▼

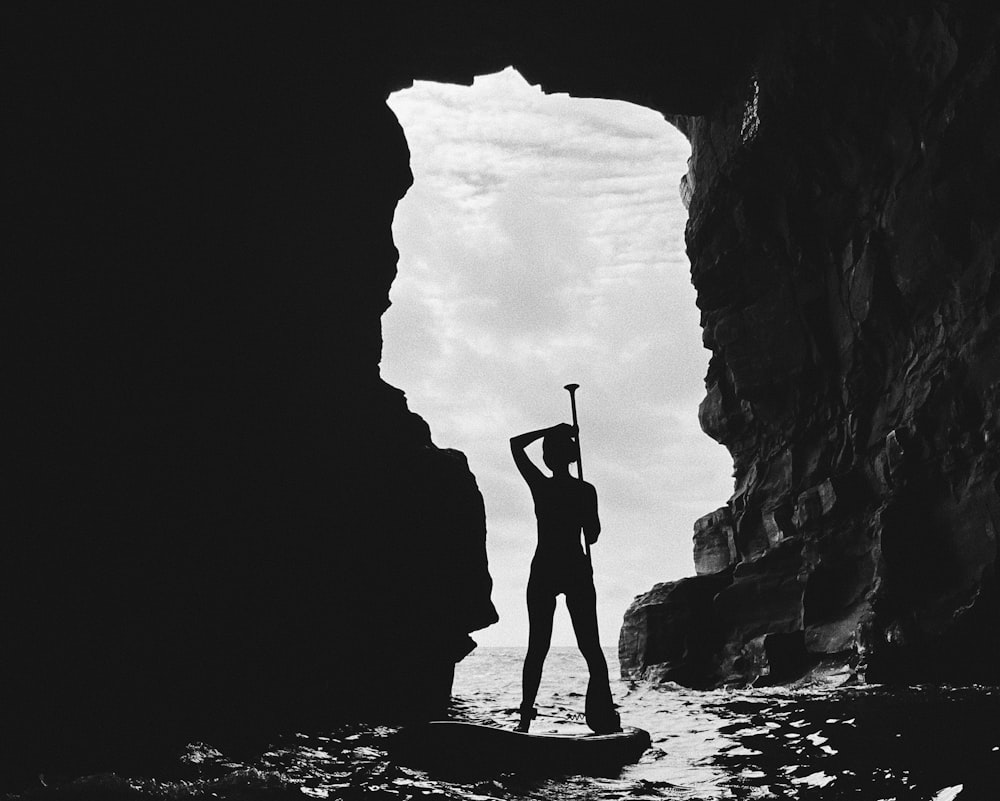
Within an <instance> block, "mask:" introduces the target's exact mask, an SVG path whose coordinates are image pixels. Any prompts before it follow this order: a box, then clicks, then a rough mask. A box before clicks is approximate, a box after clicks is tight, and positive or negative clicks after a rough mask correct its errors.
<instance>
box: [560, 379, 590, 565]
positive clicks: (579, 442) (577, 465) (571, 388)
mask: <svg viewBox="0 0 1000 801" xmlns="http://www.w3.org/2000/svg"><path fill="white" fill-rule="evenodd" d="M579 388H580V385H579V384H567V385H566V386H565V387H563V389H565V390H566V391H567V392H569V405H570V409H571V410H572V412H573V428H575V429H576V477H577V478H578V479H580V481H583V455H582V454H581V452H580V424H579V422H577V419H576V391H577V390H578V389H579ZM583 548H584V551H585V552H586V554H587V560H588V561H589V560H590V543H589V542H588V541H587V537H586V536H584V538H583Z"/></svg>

▲
▼

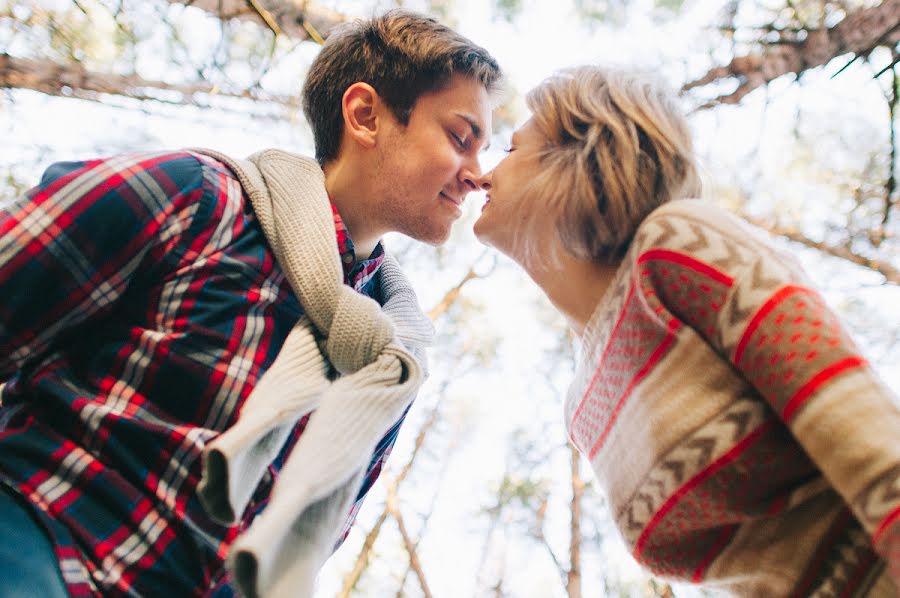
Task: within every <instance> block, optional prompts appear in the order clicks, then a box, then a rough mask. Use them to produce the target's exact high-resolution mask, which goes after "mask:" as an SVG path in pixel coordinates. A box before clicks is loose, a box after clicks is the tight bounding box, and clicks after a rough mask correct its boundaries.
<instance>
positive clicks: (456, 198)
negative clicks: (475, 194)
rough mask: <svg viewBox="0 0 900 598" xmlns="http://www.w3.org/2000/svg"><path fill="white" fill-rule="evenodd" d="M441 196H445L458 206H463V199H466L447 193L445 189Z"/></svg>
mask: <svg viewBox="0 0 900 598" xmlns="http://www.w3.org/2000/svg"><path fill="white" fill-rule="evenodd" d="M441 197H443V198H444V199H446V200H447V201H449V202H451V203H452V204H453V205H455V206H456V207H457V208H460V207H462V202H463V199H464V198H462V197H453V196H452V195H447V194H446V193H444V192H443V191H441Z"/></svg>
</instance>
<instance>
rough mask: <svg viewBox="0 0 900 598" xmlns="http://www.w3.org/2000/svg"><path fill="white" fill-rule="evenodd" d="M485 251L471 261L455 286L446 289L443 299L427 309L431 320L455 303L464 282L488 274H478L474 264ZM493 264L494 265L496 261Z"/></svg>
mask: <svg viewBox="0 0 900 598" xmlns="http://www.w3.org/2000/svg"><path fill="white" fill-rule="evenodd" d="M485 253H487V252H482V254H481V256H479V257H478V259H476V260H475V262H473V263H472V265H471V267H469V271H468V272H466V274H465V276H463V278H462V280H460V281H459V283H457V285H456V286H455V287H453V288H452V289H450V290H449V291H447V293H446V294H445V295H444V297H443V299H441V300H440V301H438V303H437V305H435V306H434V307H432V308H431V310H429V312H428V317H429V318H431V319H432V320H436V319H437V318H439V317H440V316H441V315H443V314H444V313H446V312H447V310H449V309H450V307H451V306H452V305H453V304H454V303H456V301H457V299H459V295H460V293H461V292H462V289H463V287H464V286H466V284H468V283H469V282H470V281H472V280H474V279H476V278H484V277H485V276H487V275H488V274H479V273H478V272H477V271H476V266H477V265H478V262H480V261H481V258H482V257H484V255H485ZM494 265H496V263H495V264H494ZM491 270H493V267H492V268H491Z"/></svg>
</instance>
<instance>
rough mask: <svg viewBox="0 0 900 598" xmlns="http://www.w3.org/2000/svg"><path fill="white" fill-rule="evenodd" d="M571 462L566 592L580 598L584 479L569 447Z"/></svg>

▲
▼

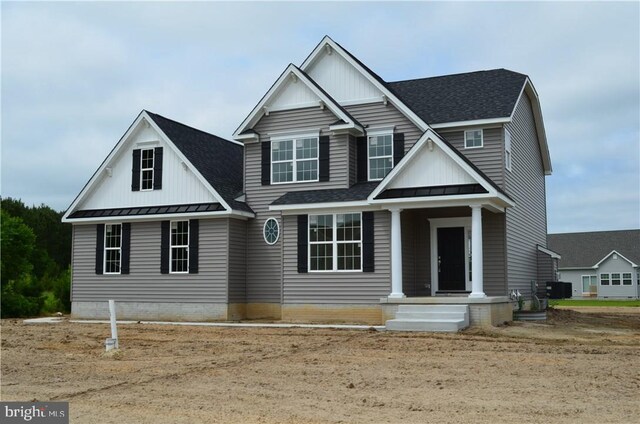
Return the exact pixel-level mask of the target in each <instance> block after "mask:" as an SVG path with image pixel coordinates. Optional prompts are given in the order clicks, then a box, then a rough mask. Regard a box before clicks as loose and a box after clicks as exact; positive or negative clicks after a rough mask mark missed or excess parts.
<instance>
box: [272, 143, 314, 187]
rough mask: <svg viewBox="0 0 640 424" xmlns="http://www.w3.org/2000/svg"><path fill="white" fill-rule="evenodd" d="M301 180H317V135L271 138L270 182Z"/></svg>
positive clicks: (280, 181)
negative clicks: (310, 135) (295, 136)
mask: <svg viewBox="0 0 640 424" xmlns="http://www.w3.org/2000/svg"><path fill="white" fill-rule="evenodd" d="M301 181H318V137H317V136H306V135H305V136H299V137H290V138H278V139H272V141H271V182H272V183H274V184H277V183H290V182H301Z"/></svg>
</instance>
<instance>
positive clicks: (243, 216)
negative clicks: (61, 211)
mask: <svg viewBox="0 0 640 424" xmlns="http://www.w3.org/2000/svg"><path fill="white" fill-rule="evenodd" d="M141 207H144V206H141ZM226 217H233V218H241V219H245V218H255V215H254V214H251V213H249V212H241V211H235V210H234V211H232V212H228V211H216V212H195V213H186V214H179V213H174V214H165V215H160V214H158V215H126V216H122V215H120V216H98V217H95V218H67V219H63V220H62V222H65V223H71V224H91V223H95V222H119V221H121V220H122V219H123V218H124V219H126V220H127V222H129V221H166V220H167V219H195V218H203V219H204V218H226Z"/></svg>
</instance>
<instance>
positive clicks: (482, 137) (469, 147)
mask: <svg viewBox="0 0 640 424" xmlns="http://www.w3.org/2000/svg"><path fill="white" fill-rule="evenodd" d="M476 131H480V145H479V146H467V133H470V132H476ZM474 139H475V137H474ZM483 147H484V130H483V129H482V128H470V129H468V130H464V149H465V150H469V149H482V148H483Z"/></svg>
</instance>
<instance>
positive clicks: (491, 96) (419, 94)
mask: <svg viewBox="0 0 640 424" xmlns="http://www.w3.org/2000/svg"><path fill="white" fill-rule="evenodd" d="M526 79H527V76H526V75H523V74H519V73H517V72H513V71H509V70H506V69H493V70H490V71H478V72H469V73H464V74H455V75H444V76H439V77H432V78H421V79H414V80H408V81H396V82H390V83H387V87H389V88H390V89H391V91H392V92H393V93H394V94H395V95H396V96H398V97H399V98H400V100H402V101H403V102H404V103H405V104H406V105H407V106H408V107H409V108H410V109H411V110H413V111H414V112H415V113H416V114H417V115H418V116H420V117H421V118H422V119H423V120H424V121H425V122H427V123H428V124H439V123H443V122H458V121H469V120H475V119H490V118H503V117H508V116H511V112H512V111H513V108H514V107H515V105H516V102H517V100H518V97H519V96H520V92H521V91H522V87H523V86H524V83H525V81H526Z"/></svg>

▲

● Required work: Rewrite the stretch from the line containing "Within an <instance>" through the line containing "positive clicks: (579, 442)", substituting "points" for each "clicks" and keeping everything else the same.

● Your solution:
Within an <instance> block, "mask:" introduces the target's exact mask, an SVG path whose coordinates are image pixels. Any prompts before it follow this order: a box, then points, then a rough mask. A box before points is approximate, a box after points is tight, and positive or negative points after a rough mask correct its errors.
<instance>
box: [560, 379, 590, 565]
positive points: (579, 442) (577, 465) (571, 388)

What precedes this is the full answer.